**Your objective:** Retype exactly the lines below, beginning with the first and ending with the line where "pale blue sky" appears.

**Collection entries:**

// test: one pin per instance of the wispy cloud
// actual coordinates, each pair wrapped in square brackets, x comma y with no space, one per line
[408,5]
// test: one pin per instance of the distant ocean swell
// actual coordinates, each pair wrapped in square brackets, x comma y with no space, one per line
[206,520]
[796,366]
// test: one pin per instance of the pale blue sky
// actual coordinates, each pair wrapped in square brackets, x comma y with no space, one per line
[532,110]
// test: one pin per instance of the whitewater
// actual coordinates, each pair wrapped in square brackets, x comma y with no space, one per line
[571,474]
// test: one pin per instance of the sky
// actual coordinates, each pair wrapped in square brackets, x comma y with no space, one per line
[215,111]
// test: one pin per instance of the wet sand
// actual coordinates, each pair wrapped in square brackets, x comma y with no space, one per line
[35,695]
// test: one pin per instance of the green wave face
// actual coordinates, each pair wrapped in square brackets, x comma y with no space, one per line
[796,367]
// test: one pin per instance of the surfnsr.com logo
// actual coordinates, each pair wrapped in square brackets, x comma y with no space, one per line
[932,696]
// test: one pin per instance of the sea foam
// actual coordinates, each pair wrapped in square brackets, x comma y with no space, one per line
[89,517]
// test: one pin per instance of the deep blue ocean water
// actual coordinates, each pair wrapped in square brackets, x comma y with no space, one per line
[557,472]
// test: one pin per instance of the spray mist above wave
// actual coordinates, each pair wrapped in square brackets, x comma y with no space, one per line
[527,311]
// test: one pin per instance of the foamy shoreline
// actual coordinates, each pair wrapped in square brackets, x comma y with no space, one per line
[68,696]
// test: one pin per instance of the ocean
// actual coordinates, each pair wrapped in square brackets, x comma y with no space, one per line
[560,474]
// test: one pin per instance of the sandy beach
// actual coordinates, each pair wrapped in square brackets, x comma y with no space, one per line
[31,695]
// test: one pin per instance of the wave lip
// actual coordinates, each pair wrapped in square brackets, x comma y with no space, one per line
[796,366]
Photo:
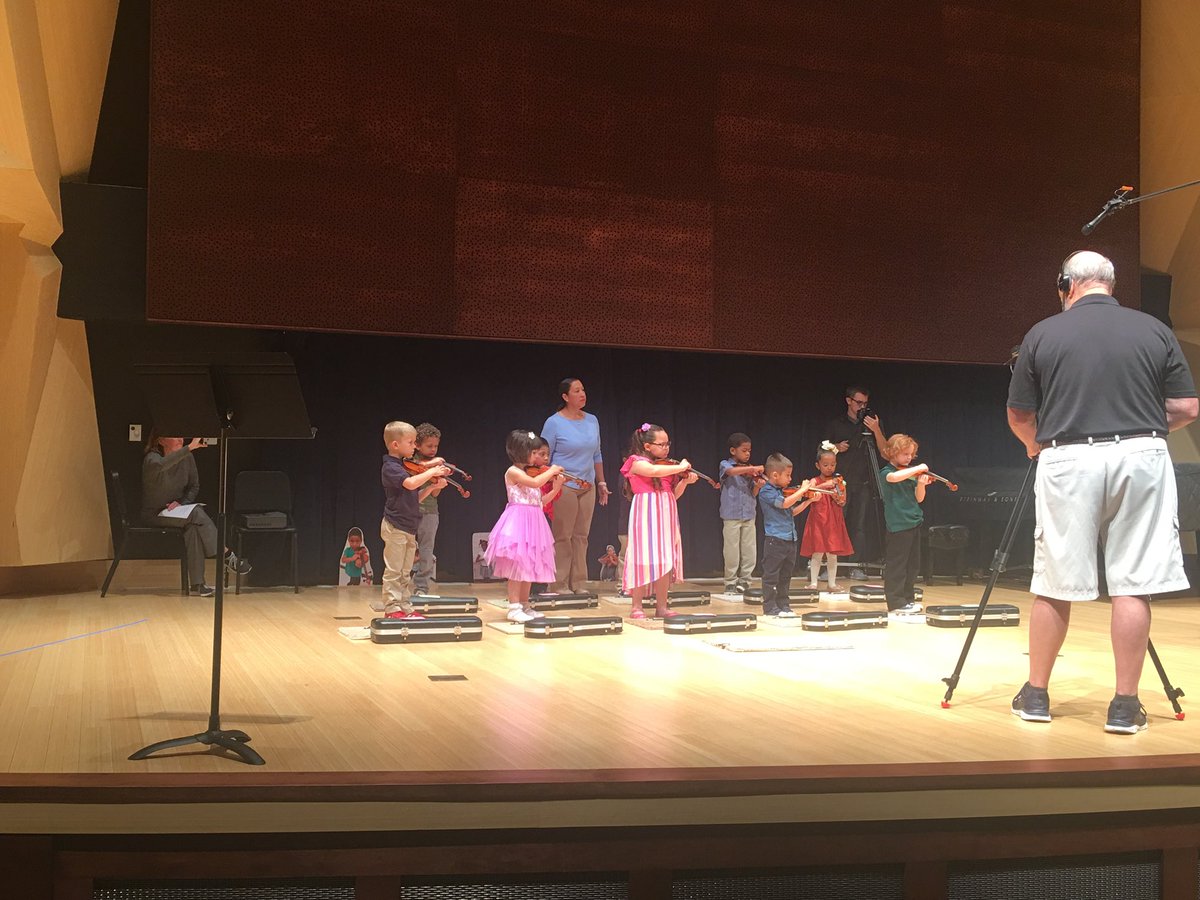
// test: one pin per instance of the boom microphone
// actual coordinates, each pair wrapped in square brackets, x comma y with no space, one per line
[1113,205]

**Task result:**
// test: one pin per instance of the wispy cloud
// actual coordinates, each pair wrapped in square brackets, x comma y with no space, one per line
[408,5]
// test: one pin per instance of the distant ocean swell
// actual coordinates, each pair wrapped in square brackets, x comma y with no space, one per line
[206,520]
[796,366]
// test: one pin per instance of the pale blue sky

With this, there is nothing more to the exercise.